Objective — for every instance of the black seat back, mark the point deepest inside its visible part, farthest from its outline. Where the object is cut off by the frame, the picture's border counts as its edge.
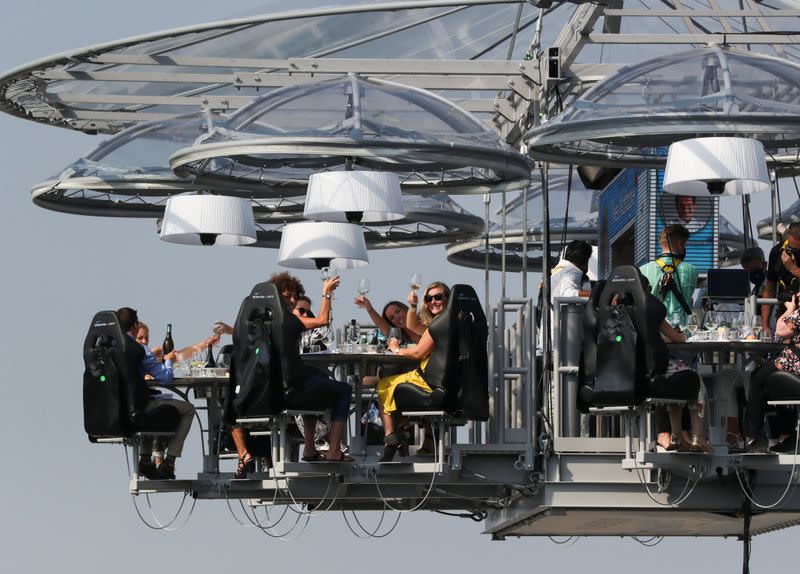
(459, 363)
(113, 389)
(629, 351)
(266, 369)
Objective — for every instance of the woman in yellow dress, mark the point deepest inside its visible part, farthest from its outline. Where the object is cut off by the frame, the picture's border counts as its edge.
(435, 299)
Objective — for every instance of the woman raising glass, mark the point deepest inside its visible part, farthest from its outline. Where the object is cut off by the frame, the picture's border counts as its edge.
(435, 302)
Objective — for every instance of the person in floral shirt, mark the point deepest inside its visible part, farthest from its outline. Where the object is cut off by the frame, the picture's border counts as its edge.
(788, 328)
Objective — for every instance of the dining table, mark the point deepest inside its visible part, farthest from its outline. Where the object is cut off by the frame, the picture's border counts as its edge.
(357, 365)
(725, 364)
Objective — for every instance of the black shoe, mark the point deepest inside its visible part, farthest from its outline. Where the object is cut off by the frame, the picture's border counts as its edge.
(757, 446)
(786, 446)
(245, 468)
(391, 442)
(166, 470)
(147, 469)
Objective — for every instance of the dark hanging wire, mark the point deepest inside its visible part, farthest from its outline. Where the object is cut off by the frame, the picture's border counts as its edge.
(745, 221)
(566, 211)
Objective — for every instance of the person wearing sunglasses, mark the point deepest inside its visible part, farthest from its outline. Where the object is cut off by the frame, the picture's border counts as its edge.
(435, 302)
(395, 314)
(316, 336)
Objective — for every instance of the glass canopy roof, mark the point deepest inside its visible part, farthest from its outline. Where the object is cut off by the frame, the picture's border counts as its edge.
(277, 141)
(489, 57)
(632, 116)
(223, 65)
(128, 175)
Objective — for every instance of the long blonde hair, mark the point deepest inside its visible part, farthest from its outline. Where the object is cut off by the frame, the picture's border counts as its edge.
(425, 316)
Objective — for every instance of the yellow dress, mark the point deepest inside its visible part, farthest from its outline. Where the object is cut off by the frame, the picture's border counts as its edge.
(387, 384)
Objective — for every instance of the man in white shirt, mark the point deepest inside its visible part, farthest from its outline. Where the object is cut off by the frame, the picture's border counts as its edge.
(567, 279)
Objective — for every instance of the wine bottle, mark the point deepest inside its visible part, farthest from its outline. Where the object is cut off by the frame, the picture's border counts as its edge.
(210, 363)
(168, 346)
(353, 333)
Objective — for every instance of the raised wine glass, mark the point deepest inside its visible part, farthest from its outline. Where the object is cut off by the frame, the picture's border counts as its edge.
(691, 325)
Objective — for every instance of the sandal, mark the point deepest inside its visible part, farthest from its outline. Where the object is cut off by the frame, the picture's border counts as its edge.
(341, 458)
(391, 442)
(245, 466)
(700, 444)
(316, 457)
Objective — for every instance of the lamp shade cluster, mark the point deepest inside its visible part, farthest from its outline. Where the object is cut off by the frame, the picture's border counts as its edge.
(208, 220)
(339, 201)
(716, 166)
(354, 197)
(320, 244)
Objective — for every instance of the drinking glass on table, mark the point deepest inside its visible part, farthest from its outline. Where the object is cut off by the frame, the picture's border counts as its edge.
(755, 324)
(691, 325)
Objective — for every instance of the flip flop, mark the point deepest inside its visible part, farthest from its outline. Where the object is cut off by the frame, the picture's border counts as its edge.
(342, 458)
(316, 457)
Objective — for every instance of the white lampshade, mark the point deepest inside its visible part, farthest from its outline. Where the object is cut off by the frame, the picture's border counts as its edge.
(318, 244)
(716, 166)
(354, 196)
(208, 220)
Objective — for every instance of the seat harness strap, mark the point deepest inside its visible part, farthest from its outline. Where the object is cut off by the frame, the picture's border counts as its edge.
(669, 281)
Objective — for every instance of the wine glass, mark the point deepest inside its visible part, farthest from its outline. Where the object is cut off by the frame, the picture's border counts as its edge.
(755, 323)
(691, 325)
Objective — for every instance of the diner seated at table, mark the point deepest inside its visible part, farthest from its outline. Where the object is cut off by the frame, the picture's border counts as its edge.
(149, 365)
(290, 290)
(394, 314)
(397, 434)
(677, 439)
(143, 338)
(788, 327)
(310, 336)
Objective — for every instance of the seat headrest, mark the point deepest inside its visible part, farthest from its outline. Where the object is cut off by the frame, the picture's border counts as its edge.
(105, 330)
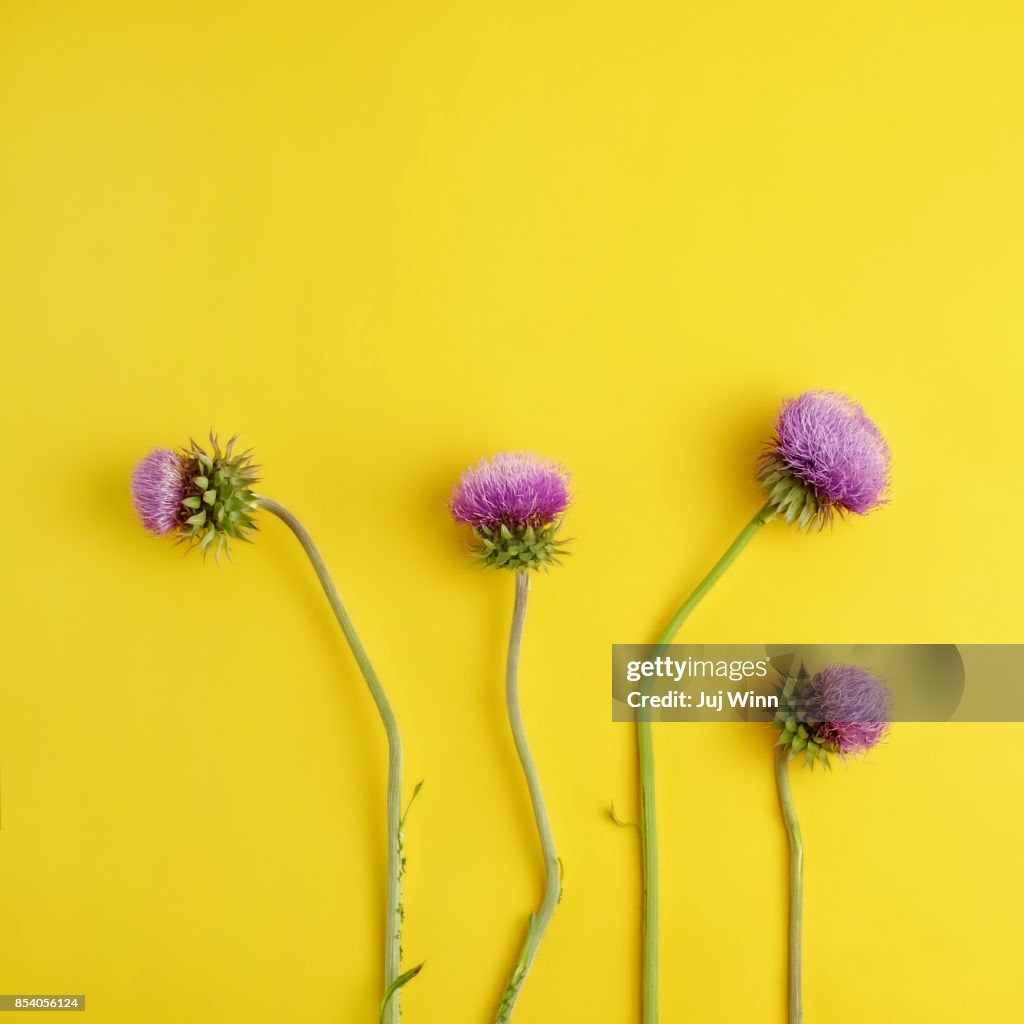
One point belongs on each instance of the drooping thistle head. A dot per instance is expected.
(514, 502)
(842, 709)
(204, 499)
(826, 457)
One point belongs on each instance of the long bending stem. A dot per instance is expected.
(393, 911)
(645, 750)
(796, 883)
(552, 887)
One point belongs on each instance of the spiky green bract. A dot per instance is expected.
(788, 497)
(796, 730)
(219, 500)
(519, 547)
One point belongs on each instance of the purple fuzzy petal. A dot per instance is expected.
(829, 443)
(850, 706)
(158, 487)
(511, 487)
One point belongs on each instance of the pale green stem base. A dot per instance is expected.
(645, 751)
(796, 883)
(552, 885)
(393, 911)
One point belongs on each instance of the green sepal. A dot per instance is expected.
(518, 546)
(791, 499)
(220, 496)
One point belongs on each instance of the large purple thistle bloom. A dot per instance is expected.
(848, 708)
(511, 488)
(828, 442)
(158, 486)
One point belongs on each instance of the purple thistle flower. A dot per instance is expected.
(513, 488)
(159, 484)
(828, 443)
(848, 708)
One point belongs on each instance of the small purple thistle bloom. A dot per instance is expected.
(849, 708)
(158, 486)
(511, 488)
(828, 442)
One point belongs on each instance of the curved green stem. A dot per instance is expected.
(393, 910)
(552, 885)
(645, 751)
(796, 883)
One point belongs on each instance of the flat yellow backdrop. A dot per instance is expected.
(381, 241)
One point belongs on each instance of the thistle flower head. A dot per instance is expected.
(159, 483)
(842, 709)
(514, 502)
(826, 457)
(204, 499)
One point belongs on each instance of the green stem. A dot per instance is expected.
(796, 882)
(393, 910)
(552, 888)
(645, 751)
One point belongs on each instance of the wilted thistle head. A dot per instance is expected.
(514, 502)
(826, 457)
(202, 498)
(842, 709)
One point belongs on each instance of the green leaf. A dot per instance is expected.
(402, 979)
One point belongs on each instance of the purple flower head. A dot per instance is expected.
(827, 442)
(512, 488)
(159, 484)
(847, 708)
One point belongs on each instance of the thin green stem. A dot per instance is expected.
(796, 883)
(393, 910)
(645, 751)
(552, 875)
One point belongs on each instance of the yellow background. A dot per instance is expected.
(381, 241)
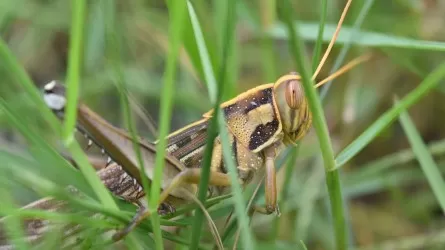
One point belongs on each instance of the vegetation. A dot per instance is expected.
(368, 176)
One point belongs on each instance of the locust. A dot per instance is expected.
(261, 123)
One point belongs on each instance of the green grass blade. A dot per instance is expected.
(74, 68)
(319, 41)
(13, 225)
(309, 31)
(429, 167)
(332, 176)
(431, 81)
(209, 71)
(210, 79)
(11, 65)
(177, 13)
(398, 158)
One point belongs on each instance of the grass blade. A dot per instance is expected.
(74, 66)
(177, 13)
(319, 41)
(389, 116)
(332, 176)
(309, 30)
(425, 159)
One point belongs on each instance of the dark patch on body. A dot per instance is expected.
(262, 134)
(250, 102)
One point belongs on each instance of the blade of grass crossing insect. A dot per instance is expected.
(332, 177)
(177, 14)
(113, 50)
(209, 75)
(425, 159)
(74, 66)
(211, 83)
(267, 19)
(213, 126)
(319, 42)
(431, 81)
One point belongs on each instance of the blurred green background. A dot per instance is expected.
(389, 201)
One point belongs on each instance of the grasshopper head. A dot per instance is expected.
(291, 102)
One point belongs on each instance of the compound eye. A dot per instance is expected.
(294, 94)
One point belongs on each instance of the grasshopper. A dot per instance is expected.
(261, 123)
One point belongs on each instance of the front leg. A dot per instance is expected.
(270, 184)
(188, 176)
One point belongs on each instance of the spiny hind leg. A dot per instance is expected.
(188, 176)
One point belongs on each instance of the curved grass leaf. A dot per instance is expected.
(425, 159)
(74, 67)
(319, 121)
(215, 93)
(308, 32)
(389, 116)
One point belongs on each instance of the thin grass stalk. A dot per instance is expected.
(332, 177)
(177, 15)
(429, 167)
(74, 68)
(18, 73)
(430, 82)
(113, 50)
(319, 42)
(212, 132)
(267, 19)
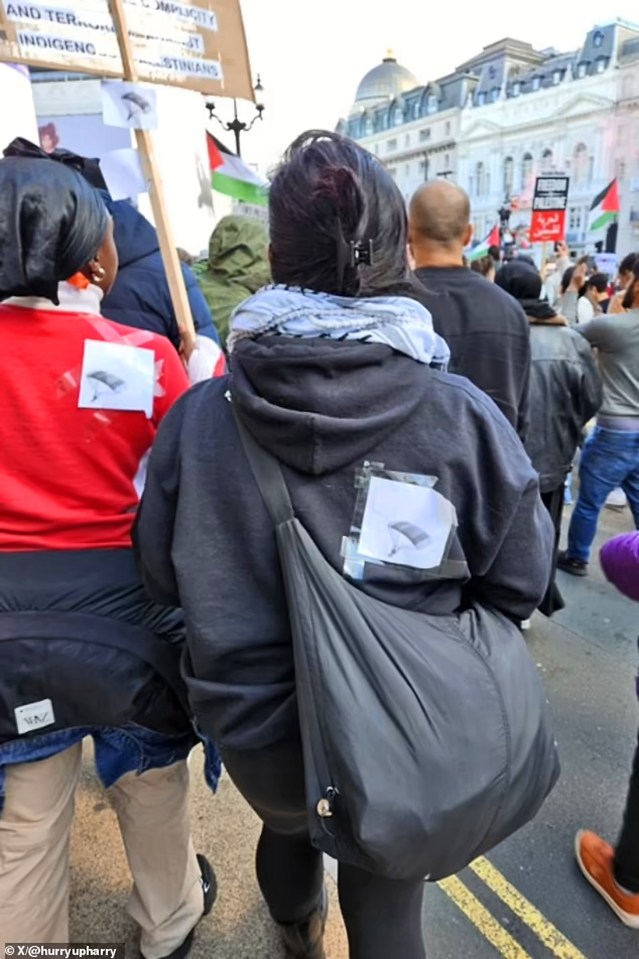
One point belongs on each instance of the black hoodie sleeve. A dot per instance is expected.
(153, 529)
(507, 532)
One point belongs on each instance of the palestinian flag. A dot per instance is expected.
(232, 177)
(493, 239)
(605, 208)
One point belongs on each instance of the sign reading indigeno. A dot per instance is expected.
(196, 44)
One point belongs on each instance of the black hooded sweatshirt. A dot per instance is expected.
(322, 407)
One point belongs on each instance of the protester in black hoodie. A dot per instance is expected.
(565, 392)
(332, 367)
(485, 329)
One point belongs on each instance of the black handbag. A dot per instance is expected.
(426, 739)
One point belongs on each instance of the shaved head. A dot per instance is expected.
(439, 213)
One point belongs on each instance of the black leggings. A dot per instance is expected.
(627, 853)
(383, 917)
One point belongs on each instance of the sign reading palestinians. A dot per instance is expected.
(196, 44)
(549, 209)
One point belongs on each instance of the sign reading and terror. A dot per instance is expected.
(196, 44)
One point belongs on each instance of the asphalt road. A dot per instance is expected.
(526, 901)
(587, 655)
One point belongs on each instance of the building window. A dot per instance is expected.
(526, 171)
(580, 164)
(480, 179)
(575, 219)
(509, 176)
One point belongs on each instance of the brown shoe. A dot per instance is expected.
(596, 859)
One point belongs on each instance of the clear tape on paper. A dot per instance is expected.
(400, 520)
(70, 382)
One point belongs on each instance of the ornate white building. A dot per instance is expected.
(509, 114)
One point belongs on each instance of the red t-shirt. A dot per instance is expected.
(71, 478)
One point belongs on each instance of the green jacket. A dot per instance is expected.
(237, 267)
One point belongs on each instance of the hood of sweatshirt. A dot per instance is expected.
(320, 404)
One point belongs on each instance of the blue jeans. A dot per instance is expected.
(610, 458)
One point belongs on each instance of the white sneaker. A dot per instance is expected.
(617, 499)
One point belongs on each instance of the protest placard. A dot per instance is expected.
(196, 44)
(549, 209)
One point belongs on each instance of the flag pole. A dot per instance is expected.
(175, 277)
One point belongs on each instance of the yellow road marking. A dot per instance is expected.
(490, 929)
(551, 937)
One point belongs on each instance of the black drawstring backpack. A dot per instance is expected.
(426, 738)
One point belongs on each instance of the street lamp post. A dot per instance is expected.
(236, 126)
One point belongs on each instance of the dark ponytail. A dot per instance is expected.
(328, 200)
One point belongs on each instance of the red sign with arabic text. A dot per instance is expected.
(549, 209)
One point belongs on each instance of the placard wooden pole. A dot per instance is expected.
(168, 248)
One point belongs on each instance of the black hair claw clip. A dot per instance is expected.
(361, 253)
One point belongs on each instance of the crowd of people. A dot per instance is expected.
(142, 596)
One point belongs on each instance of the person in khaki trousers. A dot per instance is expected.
(83, 651)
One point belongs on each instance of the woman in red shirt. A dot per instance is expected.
(83, 651)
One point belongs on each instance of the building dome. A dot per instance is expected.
(383, 82)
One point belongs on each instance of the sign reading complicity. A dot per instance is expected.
(196, 44)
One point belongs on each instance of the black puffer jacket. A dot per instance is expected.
(565, 392)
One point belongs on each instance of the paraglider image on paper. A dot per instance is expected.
(405, 524)
(116, 376)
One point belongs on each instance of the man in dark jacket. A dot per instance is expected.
(141, 296)
(486, 330)
(565, 392)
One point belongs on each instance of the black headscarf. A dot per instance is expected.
(89, 167)
(520, 278)
(52, 223)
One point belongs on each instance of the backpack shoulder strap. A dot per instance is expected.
(268, 476)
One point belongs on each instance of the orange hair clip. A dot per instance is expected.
(79, 281)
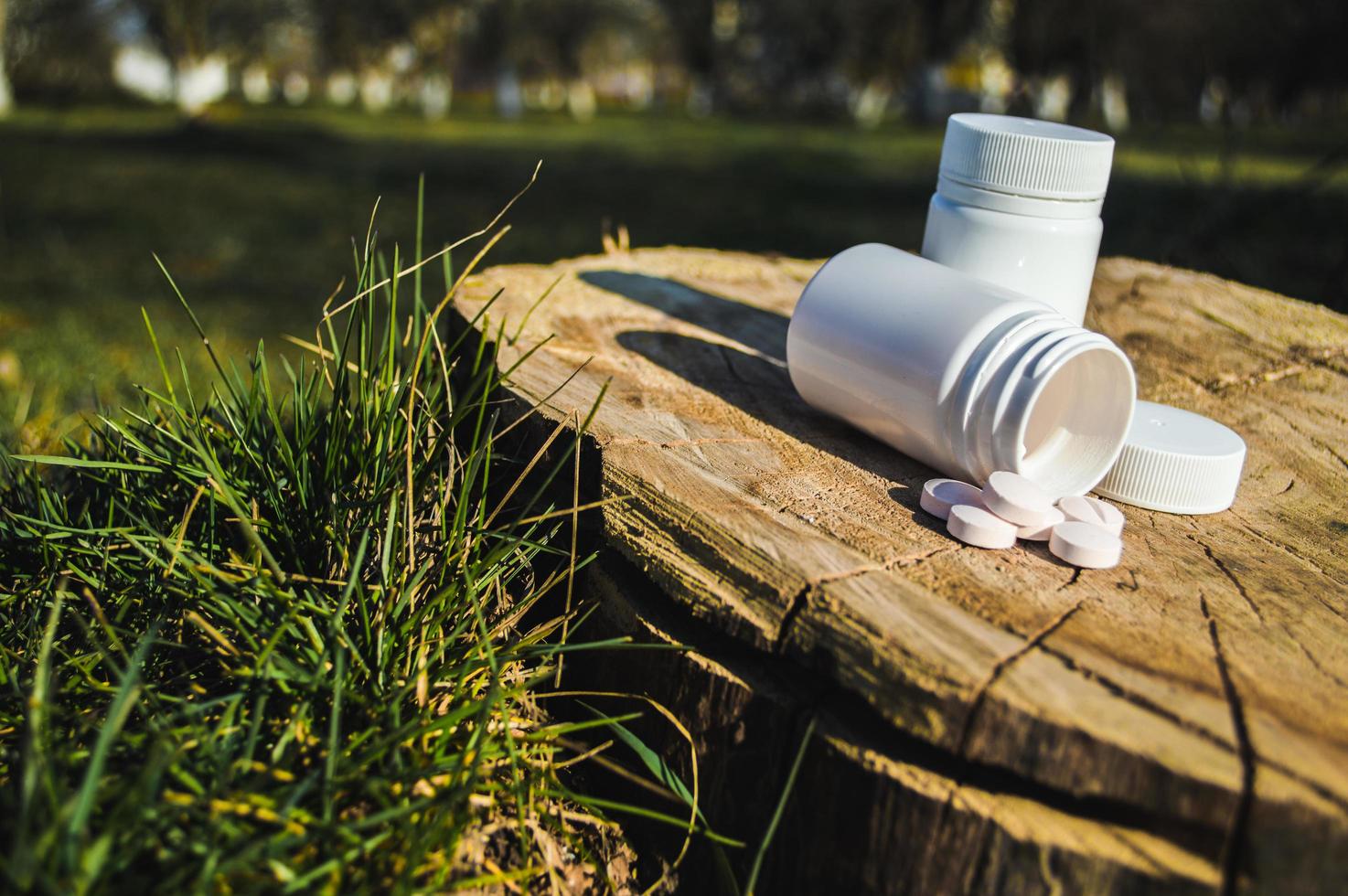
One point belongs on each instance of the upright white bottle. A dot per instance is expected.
(963, 375)
(1018, 204)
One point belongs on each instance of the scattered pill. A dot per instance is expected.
(978, 527)
(1086, 545)
(1041, 531)
(1092, 509)
(1017, 499)
(938, 496)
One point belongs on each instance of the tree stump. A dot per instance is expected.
(984, 720)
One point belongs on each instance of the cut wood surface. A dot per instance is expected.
(1182, 717)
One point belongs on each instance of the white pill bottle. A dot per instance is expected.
(963, 375)
(1018, 204)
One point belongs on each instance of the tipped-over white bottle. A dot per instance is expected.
(1018, 204)
(963, 375)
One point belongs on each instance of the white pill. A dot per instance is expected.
(938, 496)
(1041, 531)
(1017, 499)
(1092, 509)
(1086, 545)
(975, 526)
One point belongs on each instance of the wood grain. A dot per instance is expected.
(1197, 694)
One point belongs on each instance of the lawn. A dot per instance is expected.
(253, 210)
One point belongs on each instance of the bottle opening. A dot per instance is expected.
(1077, 422)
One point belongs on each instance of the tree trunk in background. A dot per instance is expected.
(5, 96)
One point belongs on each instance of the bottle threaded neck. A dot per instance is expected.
(1046, 399)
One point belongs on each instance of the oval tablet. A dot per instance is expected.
(1017, 499)
(975, 526)
(938, 496)
(1086, 545)
(1092, 509)
(1041, 531)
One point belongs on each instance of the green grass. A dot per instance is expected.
(255, 209)
(301, 637)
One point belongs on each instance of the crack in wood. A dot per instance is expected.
(1193, 728)
(1319, 443)
(793, 611)
(1288, 550)
(799, 688)
(1074, 580)
(1231, 576)
(1000, 667)
(1235, 845)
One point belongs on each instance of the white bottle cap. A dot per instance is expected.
(1024, 156)
(1176, 461)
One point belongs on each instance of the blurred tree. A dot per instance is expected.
(56, 50)
(5, 97)
(799, 56)
(201, 38)
(1268, 53)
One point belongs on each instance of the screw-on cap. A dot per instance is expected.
(1026, 156)
(1176, 461)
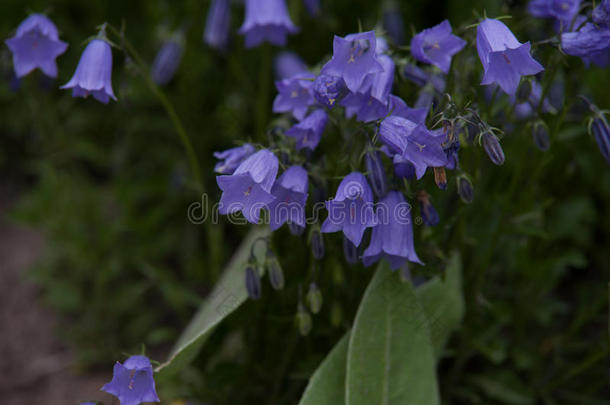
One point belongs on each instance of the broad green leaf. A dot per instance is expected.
(229, 293)
(327, 385)
(443, 303)
(390, 357)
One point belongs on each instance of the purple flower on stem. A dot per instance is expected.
(231, 158)
(436, 46)
(216, 33)
(290, 192)
(392, 238)
(167, 60)
(36, 44)
(328, 90)
(132, 382)
(503, 57)
(248, 189)
(353, 59)
(94, 73)
(266, 20)
(288, 64)
(590, 43)
(294, 95)
(351, 211)
(309, 131)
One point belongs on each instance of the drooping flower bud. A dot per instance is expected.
(253, 283)
(317, 244)
(314, 298)
(376, 173)
(540, 133)
(350, 251)
(303, 320)
(492, 147)
(440, 177)
(276, 274)
(465, 190)
(599, 129)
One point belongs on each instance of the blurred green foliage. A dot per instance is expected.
(110, 187)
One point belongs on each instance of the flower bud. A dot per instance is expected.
(492, 147)
(317, 244)
(465, 190)
(376, 173)
(350, 251)
(276, 274)
(303, 320)
(314, 298)
(523, 91)
(253, 283)
(440, 177)
(540, 133)
(599, 129)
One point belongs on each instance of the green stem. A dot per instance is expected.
(169, 108)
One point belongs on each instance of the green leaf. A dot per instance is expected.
(443, 303)
(390, 358)
(229, 293)
(327, 385)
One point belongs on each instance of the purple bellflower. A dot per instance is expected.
(590, 43)
(436, 46)
(167, 60)
(392, 238)
(288, 64)
(94, 73)
(353, 59)
(290, 192)
(351, 211)
(601, 14)
(294, 96)
(370, 102)
(329, 90)
(266, 20)
(503, 57)
(414, 143)
(309, 131)
(231, 158)
(248, 189)
(132, 382)
(36, 44)
(217, 24)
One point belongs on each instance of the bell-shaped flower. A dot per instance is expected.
(354, 57)
(94, 73)
(248, 189)
(392, 237)
(294, 95)
(36, 44)
(503, 57)
(290, 192)
(309, 131)
(436, 46)
(132, 382)
(231, 158)
(351, 211)
(217, 24)
(266, 20)
(590, 43)
(288, 64)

+ + + + + + +

▶ PROBLEM DETAILS:
Only the lines from the one holding "One point belongs on each instance of the drooping flower" to the end of the listing are to be written out, word for word.

▶ ANSWER SECTION:
One point belongs on each instance of the drooping flower bud. A dot per instance is expected.
(253, 283)
(317, 244)
(314, 298)
(376, 173)
(540, 133)
(350, 251)
(303, 320)
(492, 147)
(440, 177)
(276, 274)
(465, 190)
(599, 129)
One point belongs on each instance of the blurred green foliage. A dot per instance is expected.
(110, 187)
One point belongs on each instance of the flower bud. A dot per instance is expected.
(492, 147)
(317, 244)
(465, 190)
(376, 173)
(350, 251)
(276, 274)
(303, 320)
(314, 298)
(523, 91)
(253, 283)
(440, 177)
(540, 133)
(599, 129)
One point belongs on each instance of the green stem. A dot per instance is expected.
(169, 108)
One point belongs on each instance of the green leaf. A dot per instance is expected.
(443, 303)
(390, 358)
(229, 293)
(327, 385)
One point belongs on each instance of the purple bellflower. A dot per instance is expected.
(590, 43)
(436, 46)
(167, 60)
(392, 238)
(288, 64)
(94, 73)
(353, 59)
(290, 192)
(351, 211)
(601, 14)
(294, 96)
(370, 102)
(329, 90)
(266, 20)
(503, 57)
(414, 143)
(309, 131)
(231, 158)
(248, 189)
(132, 382)
(36, 44)
(217, 24)
One point belongs on each instance of the bell-shaped flower. A dot per instance is expected.
(354, 57)
(94, 73)
(248, 189)
(392, 237)
(294, 95)
(36, 44)
(503, 57)
(290, 192)
(309, 131)
(436, 46)
(132, 382)
(231, 158)
(351, 211)
(217, 24)
(266, 20)
(590, 43)
(288, 64)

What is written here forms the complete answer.